Task to complete
The line containing "white window frame" marks the start, and the last line of the records below marks the end. Print that run exactly and nothing else.

[Source data]
────

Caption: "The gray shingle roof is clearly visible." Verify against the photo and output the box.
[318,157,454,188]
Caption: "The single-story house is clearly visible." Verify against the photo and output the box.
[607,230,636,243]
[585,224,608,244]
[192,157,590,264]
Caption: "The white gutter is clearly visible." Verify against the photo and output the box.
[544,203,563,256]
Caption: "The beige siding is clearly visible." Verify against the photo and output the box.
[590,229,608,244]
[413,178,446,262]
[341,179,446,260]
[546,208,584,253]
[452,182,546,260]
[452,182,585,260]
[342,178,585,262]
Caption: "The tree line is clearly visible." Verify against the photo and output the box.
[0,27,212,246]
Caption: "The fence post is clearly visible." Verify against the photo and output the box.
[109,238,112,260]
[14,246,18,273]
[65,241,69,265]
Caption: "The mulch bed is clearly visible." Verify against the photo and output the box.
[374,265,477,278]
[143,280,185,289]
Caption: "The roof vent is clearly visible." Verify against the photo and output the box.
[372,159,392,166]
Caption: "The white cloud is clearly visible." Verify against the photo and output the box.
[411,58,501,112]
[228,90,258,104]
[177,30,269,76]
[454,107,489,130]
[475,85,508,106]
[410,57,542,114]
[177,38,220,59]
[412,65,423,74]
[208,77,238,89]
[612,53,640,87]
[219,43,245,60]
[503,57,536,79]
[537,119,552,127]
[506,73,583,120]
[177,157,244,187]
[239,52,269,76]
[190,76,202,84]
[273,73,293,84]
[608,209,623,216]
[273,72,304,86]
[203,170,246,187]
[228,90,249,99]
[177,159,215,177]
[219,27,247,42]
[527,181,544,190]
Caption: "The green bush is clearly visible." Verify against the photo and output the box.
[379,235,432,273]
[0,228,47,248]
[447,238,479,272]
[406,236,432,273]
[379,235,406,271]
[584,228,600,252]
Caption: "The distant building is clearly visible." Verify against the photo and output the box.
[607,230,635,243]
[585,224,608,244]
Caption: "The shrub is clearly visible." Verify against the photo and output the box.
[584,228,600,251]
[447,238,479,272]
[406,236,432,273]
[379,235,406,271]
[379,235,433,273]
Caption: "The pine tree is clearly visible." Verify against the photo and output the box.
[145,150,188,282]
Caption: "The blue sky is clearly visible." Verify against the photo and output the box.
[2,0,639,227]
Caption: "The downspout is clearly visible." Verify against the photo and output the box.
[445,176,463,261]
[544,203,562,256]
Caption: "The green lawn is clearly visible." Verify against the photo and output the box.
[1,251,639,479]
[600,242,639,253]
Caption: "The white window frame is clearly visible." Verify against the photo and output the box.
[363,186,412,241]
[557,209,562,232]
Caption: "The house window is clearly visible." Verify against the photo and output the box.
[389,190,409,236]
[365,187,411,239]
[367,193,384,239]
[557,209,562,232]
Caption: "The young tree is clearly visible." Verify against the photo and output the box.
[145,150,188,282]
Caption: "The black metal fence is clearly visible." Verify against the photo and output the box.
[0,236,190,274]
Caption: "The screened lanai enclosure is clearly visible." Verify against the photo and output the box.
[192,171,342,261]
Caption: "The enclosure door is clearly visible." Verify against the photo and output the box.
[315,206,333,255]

────

Answer box
Caption: "The white window frame is clearly visible." Verify against the photo and output the box.
[363,186,412,241]
[557,209,562,232]
Caption: "The house window is clearly visible." Verify against the photo and output the box.
[389,190,409,236]
[365,187,411,239]
[367,193,384,239]
[557,209,562,232]
Caption: "The young tree is clearly visible." Verify against the photo and output the box.
[145,150,188,282]
Caption: "The black metal fence is clearly visible." Verify against the photo and output the box.
[0,236,190,274]
Caption: "The screened lanai enclosure is clearly visible." Verify against the photo and output the box.
[192,171,342,261]
Caption: "The enclosure door is clearly visible." Verify against the photo and output the box.
[315,206,333,255]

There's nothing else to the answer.